Entretien

Arabella McGuigan : “Still Up promettait de devenir une série moderne qui se démarque des autres”

22 septembre 2023
Par Agathe Renac
La série “Still Up” sort le 22 septembre sur Apple TV+.
La série “Still Up” sort le 22 septembre sur Apple TV+. ©Apple TV+

Les producteurs Phil Clarke, Paul Schlesinger et Arabella McGuigan, à qui l’on doit des séries à succès comme I May Destroy You, reviennent avec une nouvelle production : Still Up. Ils nous ont ouvert les coulisses du show à l’occasion de sa sortie sur Apple TV+, ce 22 septembre.

Commençons par la base : tout le monde a déjà entendu parler du métier de producteur ou de productrice sans savoir en quoi il consiste vraiment. Pouvez-vous nous éclairer ?

Paul Schlesinger : C’est une question difficile ! (rires) Ce qu’il faut retenir, c’est que nous travaillons tous ensemble, de manière collective. Par exemple, nous avons développé le scénario de Still Up en équipe, dans une “writing room” avec les scénaristes…

Arabella McGuigan : Nous avons aussi d’autres responsabilités, comme le fait d’être attentif au budget. On ne doit pas dépasser l’enveloppe que la boîte de production nous a confiée au départ – sinon, on se fait gronder (rires). Comme Paul l’a dit, on était tous très impliqués dans ce projet, dès le scénario. Ensuite, les grandes décisions, dont le casting, se sont faites de manière collaborative avec les équipes d’Apple TV+. C’était un plaisir de constituer cette équipe de professionnels et de la diriger pour faire de cette série une petite pépite.

Phil Clarke : Le travail du producteur se fait surtout dans la durée. On est les premiers à entrer dans le projet et les derniers à en sortir. Il y a toujours des (petits et gros) problèmes à gérer au quotidien. Les choses ne se déroulent jamais comme prévu, mais on doit toujours trouver des solutions pour que la production reste sur le bon chemin.

Qu’est-ce qui vous a plu dans Still Up, au point de vous lancer dans l’aventure et de produire la série ?

P. C. : Quand les scénaristes m’ont présenté leur projet, je me suis dit que je n’avais jamais vu une série comme celle-ci jusqu’à présent. C’est une “comédie presque romantique” sur deux amis insomniaques qui échangent durant la nuit. L’idée est juste géniale. Le show était très bien écrit, chaleureux, drôle et intrigant. J’ai donc décidé de me lancer dans cette aventure et de proposer cette série à Apple TV+, qui a pensé exactement la même chose que moi à son sujet.

« Je pense que la nuit attire les mauvaises pensées, c’est le moment où on est hanté par toutes nos peurs. »

## Objectif 1
Répondez aux questions suivantes à partir de l'entretien.
(a) Sur quelle plateforme et à quelle date la série Still Up sort-elle ?
(b) Selon Arabella McGuigan, quelle somme les producteurs ne doivent-ils pas dépasser ?
(c) Sur qui porte la série, d'après la description qu'en donne l'entretien ?

## Informations extraites
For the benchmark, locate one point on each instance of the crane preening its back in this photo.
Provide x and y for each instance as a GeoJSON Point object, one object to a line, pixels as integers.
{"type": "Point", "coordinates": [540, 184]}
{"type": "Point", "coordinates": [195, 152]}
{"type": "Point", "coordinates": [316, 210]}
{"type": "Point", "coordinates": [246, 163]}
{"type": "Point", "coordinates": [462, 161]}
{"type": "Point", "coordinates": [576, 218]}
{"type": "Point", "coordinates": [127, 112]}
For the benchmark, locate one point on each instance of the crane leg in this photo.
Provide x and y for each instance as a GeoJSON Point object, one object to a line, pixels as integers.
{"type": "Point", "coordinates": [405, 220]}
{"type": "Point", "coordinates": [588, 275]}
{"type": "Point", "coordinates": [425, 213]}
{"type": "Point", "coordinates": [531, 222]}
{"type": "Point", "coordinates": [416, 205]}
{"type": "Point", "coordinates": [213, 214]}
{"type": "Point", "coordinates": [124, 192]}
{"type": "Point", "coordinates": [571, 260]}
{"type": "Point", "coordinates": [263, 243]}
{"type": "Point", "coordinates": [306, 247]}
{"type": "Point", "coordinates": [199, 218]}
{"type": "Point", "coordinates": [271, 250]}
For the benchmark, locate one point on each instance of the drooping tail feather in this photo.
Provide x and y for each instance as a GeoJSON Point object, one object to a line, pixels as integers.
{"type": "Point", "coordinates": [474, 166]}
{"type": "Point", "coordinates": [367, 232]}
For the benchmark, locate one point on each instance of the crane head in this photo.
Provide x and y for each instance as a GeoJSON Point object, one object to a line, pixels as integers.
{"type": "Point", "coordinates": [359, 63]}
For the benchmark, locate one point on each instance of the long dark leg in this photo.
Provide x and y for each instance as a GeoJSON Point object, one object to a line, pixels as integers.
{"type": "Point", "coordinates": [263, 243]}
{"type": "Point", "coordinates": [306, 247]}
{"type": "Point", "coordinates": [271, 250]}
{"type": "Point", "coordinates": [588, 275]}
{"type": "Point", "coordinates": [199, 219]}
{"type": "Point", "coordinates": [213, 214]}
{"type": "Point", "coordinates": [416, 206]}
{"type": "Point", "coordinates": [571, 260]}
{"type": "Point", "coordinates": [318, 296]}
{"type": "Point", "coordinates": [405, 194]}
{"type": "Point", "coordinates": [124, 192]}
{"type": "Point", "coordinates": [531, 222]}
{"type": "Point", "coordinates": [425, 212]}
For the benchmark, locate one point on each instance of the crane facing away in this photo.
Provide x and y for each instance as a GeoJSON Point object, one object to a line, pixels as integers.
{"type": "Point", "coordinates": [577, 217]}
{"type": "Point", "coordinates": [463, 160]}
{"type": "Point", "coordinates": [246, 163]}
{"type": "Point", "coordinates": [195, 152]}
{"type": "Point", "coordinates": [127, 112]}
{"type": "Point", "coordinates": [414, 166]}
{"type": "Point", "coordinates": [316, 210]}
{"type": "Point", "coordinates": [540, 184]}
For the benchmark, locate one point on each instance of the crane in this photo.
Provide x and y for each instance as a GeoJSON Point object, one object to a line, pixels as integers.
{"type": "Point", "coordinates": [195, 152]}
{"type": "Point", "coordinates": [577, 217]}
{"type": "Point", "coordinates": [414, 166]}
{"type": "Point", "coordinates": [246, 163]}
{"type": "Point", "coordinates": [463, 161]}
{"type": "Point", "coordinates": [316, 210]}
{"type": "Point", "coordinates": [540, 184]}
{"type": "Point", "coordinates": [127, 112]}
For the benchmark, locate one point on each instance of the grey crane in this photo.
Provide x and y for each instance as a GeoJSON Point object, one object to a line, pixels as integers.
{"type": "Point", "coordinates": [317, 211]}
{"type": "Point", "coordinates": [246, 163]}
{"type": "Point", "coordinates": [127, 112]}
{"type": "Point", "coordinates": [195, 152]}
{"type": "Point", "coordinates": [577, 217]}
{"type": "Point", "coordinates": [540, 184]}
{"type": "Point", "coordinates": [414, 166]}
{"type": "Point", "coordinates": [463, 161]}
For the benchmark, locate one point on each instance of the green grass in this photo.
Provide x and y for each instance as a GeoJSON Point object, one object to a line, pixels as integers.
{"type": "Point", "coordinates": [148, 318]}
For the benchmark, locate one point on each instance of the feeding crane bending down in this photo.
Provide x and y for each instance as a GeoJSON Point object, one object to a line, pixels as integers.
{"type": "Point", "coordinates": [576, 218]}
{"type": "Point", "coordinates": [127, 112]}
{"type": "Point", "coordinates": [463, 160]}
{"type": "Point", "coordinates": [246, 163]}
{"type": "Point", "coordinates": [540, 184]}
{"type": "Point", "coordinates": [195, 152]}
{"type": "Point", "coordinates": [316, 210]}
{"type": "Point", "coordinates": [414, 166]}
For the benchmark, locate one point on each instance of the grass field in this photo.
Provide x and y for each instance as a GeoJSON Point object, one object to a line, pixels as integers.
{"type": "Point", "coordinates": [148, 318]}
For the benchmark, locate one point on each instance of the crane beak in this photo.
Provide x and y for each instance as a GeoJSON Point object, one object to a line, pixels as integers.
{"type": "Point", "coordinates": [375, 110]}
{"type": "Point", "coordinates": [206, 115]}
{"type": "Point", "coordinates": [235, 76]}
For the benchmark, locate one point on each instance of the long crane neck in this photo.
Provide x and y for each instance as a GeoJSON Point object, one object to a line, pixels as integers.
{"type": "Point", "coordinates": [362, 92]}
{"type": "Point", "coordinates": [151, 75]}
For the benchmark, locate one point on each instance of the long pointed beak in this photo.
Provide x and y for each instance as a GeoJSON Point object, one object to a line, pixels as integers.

## Objectif 2
Redonnez sans aucune modification les lignes des enregistrements comprises entre celle qui contient "pointed beak in this photo." et la fin des enregistrements, ces deux bornes incluses.

## Réponse attendue 1
(a) Sur Apple TV+, le 22 septembre.
(b) L'enveloppe que la boîte de production leur a confiée au départ.
(c) Sur deux amis insomniaques qui échangent durant la nuit.

## Réponse attendue 2
For the benchmark, locate one point on each instance of the long pointed beak in this photo.
Provide x and y for each instance as a GeoJSON Point object, one object to a line, pixels as integers.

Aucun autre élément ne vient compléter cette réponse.